- PROBLEMS TO WORK ON -
**1.** In the UNRWA passage, why doesn't the agency follow the same rules or offer the same employment protections as other UN agencies? Answer in one to three sentences.
**2.** According to the UNRWA passage, who holds the title of UNRWA Commissioner-General today?
**3.** Continue the passage on UNRWA's rules and staff pay from the point where it ends.

When UNRWA was created in December 1949, the UN General Assembly mandate essentially said that everything having to do with the agency would be decided by the UN Secretary-General and the UNRWA Commissioner-General (today, Philippe Lazzarini holds that title). That is why UNRWA doesn’t follow the same rules or offer the same employment protections as the rest of the UN agencies. They set their own policies and procedures — they are an outlier by design.
One of those key areas is salary. Salaries for local hires (known at the UN as "area staff") are not set by the International Civil Service Commission. International hires, from diplomats and technocrats to coordinators and aid workers, are compensated on a standardized scale (with some consideration for hazard risk and local cost of living) so at the end of the month, a UN health worker in Haiti gets paid essentially the same as a UN health worker in Sudan.

- DATA ROWS -
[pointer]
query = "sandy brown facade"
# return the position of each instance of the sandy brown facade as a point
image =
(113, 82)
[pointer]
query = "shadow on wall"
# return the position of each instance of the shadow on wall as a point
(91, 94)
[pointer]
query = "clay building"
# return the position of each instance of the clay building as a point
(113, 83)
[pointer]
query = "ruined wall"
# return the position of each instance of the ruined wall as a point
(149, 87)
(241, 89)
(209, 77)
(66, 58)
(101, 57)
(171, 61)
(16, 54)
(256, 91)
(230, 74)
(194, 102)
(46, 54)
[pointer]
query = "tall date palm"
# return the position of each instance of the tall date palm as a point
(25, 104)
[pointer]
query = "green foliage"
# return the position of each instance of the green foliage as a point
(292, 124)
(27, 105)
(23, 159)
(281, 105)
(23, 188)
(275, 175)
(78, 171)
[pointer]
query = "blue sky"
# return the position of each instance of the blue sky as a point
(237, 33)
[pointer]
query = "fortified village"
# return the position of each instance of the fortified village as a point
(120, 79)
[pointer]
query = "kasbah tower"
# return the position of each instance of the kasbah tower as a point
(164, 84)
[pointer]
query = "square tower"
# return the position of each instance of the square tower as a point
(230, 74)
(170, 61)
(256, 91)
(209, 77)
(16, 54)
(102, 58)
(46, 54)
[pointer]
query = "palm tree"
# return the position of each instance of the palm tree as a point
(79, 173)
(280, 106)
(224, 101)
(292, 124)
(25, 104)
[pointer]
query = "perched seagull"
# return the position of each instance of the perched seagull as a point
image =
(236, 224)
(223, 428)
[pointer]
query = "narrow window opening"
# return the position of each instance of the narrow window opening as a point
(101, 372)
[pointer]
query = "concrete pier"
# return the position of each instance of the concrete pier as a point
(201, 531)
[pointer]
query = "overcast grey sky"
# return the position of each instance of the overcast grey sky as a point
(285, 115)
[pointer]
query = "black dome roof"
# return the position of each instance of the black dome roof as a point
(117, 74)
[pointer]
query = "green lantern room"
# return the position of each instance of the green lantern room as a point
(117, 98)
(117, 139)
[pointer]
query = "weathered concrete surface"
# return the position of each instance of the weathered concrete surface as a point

- RESULTS IN ORDER -
**1.** When UNRWA was created in December 1949, the UN General Assembly mandate left everything about the agency to the UN Secretary-General and the UNRWA Commissioner-General. As a result, UNRWA sets its own policies and procedures and is an outlier by design.

**2.** Philippe Lazzarini.

**3.**
But UNRWA, of course, is different. It has thousands of local Palestinians on its payroll in Gaza and the West Bank, and their salaries are set according to the local market. So, a UNRWA teacher in Gaza is paid the same as a non-UNRWA teacher in Gaza. A UNRWA health worker in Lebanon is paid the same as a non-UNRWA health worker in Lebanon. UNRWA gets labor on the cheap, with the goal being to transition the workers into parallel local institutions upon the formation of a Palestinian state.
Lazzarini himself reiterated this goal back in April of 2023. So, if UNRWA ceases to exist, or if workers are transferred to other agencies like UNICEF or the World Food Programme, the outlier pay scale would be gone, and area staff would need to be paid accordingly.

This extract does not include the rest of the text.